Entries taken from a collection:
☆ ☆ ☆
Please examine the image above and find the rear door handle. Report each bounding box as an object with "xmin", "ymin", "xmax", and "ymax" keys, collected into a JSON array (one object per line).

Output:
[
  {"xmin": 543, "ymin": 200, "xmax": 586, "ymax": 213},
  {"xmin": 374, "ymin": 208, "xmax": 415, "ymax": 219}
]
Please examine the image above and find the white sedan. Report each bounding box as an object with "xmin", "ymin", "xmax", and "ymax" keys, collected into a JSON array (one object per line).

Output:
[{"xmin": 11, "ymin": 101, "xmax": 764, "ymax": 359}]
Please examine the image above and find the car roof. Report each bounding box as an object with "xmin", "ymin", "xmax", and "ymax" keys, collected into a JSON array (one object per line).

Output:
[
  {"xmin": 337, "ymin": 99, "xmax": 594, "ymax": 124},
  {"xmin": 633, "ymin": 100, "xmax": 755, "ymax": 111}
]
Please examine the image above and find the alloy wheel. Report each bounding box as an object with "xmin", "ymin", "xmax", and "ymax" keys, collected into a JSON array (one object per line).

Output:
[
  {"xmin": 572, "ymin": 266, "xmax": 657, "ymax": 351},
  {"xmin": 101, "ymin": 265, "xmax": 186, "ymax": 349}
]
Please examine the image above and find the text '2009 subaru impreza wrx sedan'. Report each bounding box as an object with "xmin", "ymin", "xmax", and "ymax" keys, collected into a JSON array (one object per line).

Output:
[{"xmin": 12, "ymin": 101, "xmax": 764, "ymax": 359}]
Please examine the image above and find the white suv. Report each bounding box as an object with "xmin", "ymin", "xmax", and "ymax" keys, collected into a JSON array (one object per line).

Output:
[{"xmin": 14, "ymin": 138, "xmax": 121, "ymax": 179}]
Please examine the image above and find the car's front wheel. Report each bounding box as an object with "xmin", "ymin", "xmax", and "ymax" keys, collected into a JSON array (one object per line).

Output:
☆ ☆ ☆
[Your task] Please output the records shown above, with every character intact.

[Result of the task]
Please examine the image above and find the rear door handle. Report each bounding box as an object with "xmin", "ymin", "xmax", and "ymax" keys, collected into a JSON array (one object per line).

Output:
[
  {"xmin": 543, "ymin": 200, "xmax": 586, "ymax": 213},
  {"xmin": 374, "ymin": 208, "xmax": 415, "ymax": 219}
]
Please examine the image above and find the white sedan. Report each bounding box as an object with "xmin", "ymin", "xmax", and "ymax" keys, collected into a JSON array (one object per line).

Output:
[{"xmin": 11, "ymin": 101, "xmax": 764, "ymax": 359}]
Please examine the image above and find the car roof. Report each bounding box as an object with "xmin", "ymin", "xmax", and "ymax" keys, collected into a JSON array (one object per line).

Output:
[
  {"xmin": 337, "ymin": 99, "xmax": 594, "ymax": 124},
  {"xmin": 633, "ymin": 100, "xmax": 755, "ymax": 111}
]
Please examine the image above and find the alloy wheel. Report each bounding box as an object with "xmin", "ymin", "xmax", and "ymax" keys, collected into a JSON array (one object per line).

Output:
[
  {"xmin": 572, "ymin": 266, "xmax": 657, "ymax": 351},
  {"xmin": 101, "ymin": 265, "xmax": 186, "ymax": 349}
]
Please examine the image above and find the text '2009 subaru impreza wrx sedan'. Report each bounding box as an object with "xmin", "ymin", "xmax", and "ymax" keys, collected into a JSON array (one object per line).

Output:
[{"xmin": 12, "ymin": 101, "xmax": 764, "ymax": 359}]
Please examine the image above and find the white suv. Report each bounding box as an object with "xmin", "ymin", "xmax", and "ymax" keys, collected into a JSON array (one object per line).

Output:
[{"xmin": 14, "ymin": 138, "xmax": 121, "ymax": 179}]
Please examine the image above and find the car's front wheel. Report each bounding box as an object with "xmin", "ymin", "xmax", and "ymax" keys, collected into a JSON array (one object per line).

Output:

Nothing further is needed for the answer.